> **WHAT NEEDS TO BE DONE**:
Take the data below and copy exactly the lines starting at the one with "Every instance of the dome" and finishing at the one with "Every instance of the light gray", both included.

> **DATA TO USE**:
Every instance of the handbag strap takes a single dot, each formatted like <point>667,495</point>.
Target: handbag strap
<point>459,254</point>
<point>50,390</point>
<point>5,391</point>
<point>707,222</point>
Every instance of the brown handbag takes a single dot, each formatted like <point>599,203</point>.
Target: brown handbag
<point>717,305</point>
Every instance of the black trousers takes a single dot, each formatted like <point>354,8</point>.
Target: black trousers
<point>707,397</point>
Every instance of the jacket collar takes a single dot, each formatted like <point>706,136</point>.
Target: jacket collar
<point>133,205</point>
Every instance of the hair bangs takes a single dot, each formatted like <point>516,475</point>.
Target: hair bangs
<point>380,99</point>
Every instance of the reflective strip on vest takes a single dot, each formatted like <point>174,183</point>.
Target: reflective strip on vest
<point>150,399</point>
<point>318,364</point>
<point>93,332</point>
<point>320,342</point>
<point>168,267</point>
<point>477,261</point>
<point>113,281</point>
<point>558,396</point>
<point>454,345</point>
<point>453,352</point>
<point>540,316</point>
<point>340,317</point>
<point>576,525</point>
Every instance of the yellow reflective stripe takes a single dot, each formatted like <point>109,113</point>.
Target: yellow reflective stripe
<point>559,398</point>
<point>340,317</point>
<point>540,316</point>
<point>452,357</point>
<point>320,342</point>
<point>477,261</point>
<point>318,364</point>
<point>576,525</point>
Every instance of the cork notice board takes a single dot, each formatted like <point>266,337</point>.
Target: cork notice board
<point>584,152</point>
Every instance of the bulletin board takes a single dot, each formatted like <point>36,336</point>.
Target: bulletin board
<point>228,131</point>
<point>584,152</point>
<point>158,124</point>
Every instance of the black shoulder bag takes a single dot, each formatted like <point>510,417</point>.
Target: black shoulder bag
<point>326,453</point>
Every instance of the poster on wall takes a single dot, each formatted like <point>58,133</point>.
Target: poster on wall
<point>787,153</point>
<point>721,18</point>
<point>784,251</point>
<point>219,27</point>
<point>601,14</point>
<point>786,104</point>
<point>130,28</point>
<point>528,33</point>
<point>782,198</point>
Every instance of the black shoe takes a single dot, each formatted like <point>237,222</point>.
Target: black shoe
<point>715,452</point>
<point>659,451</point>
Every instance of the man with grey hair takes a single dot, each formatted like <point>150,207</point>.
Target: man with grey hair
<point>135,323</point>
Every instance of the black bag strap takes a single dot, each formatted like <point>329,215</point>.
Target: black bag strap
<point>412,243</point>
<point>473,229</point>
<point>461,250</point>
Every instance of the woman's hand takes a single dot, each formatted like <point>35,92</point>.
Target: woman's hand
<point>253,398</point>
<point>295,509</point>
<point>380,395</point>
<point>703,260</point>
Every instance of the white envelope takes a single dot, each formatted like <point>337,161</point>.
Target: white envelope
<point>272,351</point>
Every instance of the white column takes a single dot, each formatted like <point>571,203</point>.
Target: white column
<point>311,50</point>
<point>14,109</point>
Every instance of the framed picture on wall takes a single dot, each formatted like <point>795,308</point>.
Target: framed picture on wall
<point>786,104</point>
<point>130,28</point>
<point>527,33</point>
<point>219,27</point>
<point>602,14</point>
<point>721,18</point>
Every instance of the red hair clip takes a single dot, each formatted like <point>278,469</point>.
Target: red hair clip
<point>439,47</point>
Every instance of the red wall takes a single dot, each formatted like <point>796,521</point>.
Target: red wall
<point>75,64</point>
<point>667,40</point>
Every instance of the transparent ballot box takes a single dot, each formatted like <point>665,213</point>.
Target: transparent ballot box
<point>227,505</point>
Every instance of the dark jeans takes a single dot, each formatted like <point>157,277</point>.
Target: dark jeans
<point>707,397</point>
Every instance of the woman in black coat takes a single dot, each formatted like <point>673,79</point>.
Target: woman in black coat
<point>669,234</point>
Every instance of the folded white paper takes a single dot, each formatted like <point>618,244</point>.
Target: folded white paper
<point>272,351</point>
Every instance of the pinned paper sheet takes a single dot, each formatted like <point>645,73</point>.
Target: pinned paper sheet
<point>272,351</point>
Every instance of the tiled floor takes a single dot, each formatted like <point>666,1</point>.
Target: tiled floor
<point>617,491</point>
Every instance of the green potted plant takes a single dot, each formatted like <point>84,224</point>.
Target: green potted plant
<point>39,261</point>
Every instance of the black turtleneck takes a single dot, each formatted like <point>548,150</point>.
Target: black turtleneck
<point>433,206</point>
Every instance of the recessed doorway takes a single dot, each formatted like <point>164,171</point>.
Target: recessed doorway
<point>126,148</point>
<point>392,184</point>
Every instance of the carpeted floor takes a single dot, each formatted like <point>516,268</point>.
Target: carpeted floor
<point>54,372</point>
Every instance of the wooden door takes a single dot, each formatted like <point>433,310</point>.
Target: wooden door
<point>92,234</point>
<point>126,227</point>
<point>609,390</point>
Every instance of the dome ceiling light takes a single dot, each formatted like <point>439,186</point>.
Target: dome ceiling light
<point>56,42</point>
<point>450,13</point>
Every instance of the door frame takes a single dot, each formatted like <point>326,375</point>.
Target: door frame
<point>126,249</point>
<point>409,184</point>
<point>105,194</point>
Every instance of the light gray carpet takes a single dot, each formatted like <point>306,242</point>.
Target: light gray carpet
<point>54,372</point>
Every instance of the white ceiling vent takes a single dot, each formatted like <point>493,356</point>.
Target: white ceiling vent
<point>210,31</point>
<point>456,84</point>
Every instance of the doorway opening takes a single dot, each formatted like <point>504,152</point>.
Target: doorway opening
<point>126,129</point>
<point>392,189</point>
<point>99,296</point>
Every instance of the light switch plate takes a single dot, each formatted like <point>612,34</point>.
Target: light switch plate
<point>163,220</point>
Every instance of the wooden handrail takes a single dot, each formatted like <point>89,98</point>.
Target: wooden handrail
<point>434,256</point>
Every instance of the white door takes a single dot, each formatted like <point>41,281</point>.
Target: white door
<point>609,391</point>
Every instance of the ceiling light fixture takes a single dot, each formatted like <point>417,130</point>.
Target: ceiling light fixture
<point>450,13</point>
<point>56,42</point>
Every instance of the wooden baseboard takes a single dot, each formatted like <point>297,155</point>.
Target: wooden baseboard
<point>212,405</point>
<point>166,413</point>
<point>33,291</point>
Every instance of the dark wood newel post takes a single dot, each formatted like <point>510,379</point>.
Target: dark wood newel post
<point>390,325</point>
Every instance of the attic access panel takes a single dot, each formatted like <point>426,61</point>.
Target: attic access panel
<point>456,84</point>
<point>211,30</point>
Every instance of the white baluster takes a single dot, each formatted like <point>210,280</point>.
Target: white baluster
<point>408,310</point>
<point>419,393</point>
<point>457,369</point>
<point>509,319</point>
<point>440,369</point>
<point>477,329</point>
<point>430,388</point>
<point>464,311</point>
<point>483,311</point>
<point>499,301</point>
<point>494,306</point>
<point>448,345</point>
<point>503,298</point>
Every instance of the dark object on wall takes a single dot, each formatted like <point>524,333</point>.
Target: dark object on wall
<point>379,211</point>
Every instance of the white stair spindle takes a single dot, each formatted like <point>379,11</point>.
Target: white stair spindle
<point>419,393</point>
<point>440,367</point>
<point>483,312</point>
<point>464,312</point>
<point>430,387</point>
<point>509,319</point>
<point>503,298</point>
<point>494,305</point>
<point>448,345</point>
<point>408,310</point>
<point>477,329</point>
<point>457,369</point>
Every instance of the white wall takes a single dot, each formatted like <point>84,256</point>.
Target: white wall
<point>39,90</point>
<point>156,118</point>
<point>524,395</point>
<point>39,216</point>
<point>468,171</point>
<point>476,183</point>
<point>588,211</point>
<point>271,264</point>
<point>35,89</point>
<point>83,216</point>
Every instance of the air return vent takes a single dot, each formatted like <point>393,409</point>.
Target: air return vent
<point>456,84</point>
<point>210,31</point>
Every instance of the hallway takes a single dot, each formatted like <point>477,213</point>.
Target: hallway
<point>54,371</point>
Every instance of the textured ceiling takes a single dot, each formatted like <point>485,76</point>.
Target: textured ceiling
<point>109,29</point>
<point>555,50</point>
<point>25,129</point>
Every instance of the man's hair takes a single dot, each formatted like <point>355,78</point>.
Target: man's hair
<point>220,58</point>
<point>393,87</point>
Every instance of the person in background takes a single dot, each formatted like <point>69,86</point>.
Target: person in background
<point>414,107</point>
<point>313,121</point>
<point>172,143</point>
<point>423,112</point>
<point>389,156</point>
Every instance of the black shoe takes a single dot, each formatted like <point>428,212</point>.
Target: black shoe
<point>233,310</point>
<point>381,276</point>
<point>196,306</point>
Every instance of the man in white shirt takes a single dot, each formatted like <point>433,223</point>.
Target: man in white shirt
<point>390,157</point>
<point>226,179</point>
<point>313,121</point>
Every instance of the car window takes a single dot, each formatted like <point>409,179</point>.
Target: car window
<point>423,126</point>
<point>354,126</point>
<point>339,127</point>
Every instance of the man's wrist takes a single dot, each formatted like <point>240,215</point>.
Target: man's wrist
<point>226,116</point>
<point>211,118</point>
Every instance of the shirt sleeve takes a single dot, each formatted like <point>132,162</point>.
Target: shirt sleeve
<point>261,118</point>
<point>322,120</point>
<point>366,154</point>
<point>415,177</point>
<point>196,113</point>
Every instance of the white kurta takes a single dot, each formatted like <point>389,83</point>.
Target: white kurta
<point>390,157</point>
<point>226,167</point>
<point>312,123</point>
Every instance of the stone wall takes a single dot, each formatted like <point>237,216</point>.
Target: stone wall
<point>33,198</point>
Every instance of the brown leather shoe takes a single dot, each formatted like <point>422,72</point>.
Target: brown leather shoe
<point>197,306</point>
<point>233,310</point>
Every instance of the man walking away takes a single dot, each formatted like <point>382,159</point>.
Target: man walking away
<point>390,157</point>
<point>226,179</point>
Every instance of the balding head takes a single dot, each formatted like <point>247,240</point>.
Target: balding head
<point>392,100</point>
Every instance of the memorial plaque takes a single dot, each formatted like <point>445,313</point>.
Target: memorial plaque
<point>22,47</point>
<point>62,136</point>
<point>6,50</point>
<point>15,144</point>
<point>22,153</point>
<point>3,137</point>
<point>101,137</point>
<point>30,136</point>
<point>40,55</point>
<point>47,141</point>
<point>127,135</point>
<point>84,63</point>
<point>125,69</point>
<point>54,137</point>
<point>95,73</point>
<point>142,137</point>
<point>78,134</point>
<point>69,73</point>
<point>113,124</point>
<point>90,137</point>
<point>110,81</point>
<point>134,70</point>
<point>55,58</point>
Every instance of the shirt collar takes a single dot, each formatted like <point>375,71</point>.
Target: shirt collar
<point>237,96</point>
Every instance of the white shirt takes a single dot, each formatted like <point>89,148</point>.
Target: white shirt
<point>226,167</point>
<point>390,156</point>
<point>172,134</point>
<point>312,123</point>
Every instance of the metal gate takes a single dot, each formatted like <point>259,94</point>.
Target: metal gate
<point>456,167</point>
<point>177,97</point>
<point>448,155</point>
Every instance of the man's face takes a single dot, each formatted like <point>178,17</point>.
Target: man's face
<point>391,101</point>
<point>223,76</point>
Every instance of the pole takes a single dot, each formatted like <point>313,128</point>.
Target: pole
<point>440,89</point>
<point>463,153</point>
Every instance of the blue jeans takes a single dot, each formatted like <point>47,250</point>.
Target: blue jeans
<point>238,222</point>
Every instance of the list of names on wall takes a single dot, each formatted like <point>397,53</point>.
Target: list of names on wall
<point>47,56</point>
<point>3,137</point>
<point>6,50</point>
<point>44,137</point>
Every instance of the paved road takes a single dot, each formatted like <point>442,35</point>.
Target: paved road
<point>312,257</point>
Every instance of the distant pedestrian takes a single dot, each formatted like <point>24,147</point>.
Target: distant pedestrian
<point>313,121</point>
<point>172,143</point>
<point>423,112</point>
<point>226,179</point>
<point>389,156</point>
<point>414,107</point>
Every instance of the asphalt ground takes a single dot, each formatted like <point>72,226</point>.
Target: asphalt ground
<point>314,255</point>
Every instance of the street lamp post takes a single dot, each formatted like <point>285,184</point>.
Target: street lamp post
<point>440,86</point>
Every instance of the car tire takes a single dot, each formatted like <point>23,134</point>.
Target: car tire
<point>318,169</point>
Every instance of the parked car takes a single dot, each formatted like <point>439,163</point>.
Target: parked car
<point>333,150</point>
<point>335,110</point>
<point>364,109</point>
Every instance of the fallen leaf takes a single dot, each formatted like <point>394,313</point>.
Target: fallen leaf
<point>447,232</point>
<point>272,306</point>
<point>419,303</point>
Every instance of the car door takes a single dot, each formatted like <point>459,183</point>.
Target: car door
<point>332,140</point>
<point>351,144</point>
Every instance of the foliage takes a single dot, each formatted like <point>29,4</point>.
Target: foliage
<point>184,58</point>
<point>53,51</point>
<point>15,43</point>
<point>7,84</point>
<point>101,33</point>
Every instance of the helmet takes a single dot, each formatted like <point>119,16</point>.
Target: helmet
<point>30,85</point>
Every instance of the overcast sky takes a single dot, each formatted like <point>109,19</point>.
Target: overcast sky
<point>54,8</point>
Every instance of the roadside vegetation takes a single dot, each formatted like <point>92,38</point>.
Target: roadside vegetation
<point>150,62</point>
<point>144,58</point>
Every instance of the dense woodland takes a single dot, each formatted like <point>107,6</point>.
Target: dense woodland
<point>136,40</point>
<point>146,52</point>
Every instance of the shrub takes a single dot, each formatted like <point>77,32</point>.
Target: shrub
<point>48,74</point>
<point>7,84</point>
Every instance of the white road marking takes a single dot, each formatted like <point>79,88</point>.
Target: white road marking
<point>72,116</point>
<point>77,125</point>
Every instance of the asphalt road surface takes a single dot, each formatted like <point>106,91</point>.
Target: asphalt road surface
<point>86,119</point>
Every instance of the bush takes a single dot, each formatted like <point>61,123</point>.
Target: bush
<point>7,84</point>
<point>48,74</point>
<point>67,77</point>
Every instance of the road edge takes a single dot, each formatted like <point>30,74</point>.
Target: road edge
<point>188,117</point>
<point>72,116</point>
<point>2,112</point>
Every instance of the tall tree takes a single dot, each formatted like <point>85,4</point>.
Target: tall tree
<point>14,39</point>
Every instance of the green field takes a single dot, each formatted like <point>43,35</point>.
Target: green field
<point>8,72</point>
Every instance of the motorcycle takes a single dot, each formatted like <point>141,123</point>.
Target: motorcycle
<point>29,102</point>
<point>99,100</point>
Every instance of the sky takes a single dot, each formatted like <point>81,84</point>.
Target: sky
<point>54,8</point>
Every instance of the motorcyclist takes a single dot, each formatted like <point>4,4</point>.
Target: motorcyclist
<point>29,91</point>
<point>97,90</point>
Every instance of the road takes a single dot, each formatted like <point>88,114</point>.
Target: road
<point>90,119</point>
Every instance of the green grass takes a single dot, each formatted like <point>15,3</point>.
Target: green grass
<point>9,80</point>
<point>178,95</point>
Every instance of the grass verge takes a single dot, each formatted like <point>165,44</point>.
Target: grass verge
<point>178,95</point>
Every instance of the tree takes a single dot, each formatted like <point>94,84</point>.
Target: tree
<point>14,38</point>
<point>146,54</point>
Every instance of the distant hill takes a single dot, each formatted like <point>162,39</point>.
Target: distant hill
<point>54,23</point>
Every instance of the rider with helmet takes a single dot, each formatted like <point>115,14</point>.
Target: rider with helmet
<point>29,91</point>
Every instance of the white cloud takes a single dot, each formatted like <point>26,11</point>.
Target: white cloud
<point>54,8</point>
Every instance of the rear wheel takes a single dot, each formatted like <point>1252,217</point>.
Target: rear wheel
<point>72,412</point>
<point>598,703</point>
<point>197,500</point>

> **COMPLETED TASK**:
Every instance of the dome ceiling light takes a single dot, each formatted like <point>439,186</point>.
Target: dome ceiling light
<point>56,42</point>
<point>450,13</point>
Every instance of the door frame takes a single dot, each formatted like <point>326,375</point>.
Target: door frame
<point>126,249</point>
<point>409,184</point>
<point>105,194</point>
Every instance of the light gray carpet takes a single dot, each formatted like <point>306,242</point>.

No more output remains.